32 · Pandas 实战:数据清洗、聚合与时间序列
🔗 知识图谱导航:阅读本文前,建议先掌握《31 · NumPy 实战:向量化计算与矩阵运算》中的 ndarray 基础——Pandas 的 DataFrame 底层是 NumPy 数组,理解 NumPy 有助于理解 Pandas 的性能特性。
运行环境:需要安装 Pandas 和 NumPy:
pip install pandas numpy。
极客解析:Pandas 的核心是 DataFrame——一个带标签的二维表格。数据分析的三个核心操作:① 清洗(去重/填充/截断);② 聚合(groupby/pivot_table);③ 时间序列(resample/rolling)。
Pandas 核心操作速查
import pandas as pd, numpy as np
df = pd.DataFrame({
"category": ["电子", "服装", "电子", "服装"],
"amount": [100.0, None, 200.0, 150.0],
"date": pd.date_range("2025-01-01", periods=4, freq="ME"),
})

▸ **待处理数据**
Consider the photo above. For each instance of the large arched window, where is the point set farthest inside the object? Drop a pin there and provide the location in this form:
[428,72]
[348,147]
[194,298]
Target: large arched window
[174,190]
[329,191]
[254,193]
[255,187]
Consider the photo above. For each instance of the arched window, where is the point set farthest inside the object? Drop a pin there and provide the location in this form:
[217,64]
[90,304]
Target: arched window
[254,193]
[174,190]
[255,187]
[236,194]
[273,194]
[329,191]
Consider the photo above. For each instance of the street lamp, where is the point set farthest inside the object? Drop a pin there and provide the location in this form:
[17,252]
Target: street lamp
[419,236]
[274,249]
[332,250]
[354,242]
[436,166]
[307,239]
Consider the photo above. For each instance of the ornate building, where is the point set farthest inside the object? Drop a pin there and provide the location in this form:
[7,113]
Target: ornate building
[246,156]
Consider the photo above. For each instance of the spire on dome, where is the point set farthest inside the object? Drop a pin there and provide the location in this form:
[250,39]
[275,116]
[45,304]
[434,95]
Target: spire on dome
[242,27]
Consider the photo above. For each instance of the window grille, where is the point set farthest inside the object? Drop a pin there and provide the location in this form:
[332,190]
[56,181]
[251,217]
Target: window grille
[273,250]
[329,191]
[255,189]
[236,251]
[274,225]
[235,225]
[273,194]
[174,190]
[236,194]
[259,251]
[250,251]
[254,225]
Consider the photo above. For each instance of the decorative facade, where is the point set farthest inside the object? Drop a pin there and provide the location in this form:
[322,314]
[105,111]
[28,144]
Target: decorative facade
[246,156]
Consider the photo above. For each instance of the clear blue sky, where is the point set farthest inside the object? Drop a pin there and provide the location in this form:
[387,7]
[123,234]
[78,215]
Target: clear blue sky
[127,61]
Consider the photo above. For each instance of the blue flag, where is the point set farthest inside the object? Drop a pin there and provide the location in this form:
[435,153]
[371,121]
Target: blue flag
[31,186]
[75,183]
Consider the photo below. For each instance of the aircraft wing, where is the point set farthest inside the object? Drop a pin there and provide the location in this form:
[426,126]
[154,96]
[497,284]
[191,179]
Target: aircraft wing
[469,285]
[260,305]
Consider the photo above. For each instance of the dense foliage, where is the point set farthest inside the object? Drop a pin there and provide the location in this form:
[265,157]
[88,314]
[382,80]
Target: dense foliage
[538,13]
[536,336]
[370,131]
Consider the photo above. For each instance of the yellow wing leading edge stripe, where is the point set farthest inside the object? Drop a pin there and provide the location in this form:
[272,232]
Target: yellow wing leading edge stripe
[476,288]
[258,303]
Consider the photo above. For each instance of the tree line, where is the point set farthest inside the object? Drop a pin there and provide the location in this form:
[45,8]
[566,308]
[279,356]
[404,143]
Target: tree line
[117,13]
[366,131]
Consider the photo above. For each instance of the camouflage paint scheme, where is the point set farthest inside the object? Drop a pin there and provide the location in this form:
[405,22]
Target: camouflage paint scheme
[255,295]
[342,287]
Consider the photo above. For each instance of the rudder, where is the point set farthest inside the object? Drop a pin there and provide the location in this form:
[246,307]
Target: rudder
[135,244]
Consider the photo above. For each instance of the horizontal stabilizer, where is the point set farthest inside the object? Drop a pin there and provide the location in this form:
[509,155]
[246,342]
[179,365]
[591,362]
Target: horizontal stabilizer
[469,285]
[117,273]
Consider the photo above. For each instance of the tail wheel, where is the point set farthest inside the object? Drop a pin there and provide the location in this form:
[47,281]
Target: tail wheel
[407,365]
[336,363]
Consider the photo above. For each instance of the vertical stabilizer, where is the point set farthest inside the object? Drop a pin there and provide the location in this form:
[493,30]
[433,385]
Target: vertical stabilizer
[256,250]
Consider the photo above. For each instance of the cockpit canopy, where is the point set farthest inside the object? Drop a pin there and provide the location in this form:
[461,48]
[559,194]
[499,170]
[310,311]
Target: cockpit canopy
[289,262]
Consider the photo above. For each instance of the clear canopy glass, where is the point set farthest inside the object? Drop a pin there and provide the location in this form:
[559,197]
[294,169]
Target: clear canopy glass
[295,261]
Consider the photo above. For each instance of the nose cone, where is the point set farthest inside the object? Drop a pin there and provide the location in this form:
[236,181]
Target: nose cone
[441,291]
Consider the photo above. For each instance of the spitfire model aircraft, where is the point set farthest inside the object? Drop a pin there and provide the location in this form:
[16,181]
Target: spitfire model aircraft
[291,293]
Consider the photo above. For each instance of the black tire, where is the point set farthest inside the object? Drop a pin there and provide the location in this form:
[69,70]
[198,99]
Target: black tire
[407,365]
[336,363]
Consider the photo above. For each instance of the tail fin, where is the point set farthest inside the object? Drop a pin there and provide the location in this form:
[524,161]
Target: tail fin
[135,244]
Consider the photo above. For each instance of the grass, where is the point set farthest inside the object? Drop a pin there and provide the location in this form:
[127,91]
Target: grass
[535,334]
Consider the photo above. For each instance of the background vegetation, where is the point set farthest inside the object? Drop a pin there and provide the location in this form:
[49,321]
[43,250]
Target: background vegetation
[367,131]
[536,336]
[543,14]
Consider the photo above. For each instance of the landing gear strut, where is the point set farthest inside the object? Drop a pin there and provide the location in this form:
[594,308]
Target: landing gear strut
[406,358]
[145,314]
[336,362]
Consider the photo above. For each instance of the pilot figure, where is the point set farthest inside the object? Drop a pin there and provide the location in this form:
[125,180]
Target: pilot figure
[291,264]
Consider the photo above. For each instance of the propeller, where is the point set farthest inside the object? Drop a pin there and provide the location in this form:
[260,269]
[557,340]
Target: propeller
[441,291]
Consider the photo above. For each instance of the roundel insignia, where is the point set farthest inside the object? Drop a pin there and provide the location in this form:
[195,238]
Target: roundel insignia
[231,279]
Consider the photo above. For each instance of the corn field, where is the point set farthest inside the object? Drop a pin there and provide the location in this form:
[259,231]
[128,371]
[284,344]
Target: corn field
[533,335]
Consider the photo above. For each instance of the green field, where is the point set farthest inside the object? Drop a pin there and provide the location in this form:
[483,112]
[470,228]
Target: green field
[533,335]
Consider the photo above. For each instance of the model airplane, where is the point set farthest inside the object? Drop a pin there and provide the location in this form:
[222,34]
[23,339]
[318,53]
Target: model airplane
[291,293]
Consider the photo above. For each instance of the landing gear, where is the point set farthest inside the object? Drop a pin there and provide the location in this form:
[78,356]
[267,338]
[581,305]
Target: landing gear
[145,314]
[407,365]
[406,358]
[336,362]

▸ **练习任务**
#1 在列表中找出所有含有字符串“line”的行，并把这些行完整抄写出来，大小写需区分。
#2 从讲 Pandas 实战的文章最后一行之后接着写下去，补出后续内容。

▸ **参考答案**
#1
Consider the photo above. For each instance of the tree line, where is the point set farthest inside the object? Drop a pin there and provide the location in this form:
Target: tree line

#2
# 数据清洗
df = df.drop_duplicates()
df["amount"] = df["amount"].fillna(df["amount"].median())
df["amount"] = df["amount"].clip(lower=0, upper=999)
# 聚合统计
print(df.groupby("category")["amount"].agg(["count", "sum", "mean"]))
# 时间序列月度汇总
print(df.set_index("date")["amount"].resample("ME").sum())
步步为营:核心逻辑自适应拆解
这一篇按真实数据分析流水线拆成 6 个小台阶:先造一张带问题的订单表,再清洗、打印报表、做分组聚合、看时间趋势,最后用 CLI 把整条流水线串起来。每个演示都补了 Mock 数据和 print(),复制运行就能看到结果。
Step 1:用 generate_orders 造一张带脏数据的订单表
痛点与机制:
generate_orders 是全篇的原料工厂:它造出一张像 Excel 一样的 DataFrame,列里有订单号、日期、品类、地区、金额、数量和用户。它还故意塞入缺失金额和重复行,就像真实业务里从多个系统导出的脏数据,先让问题出现,后面清洗才有意义。
核心源码(逐字来自文末完整源码):
def generate_orders(n: int = 500) -> pd.DataFrame:
"""生成模拟电商订单数据"""
np.random.seed(42)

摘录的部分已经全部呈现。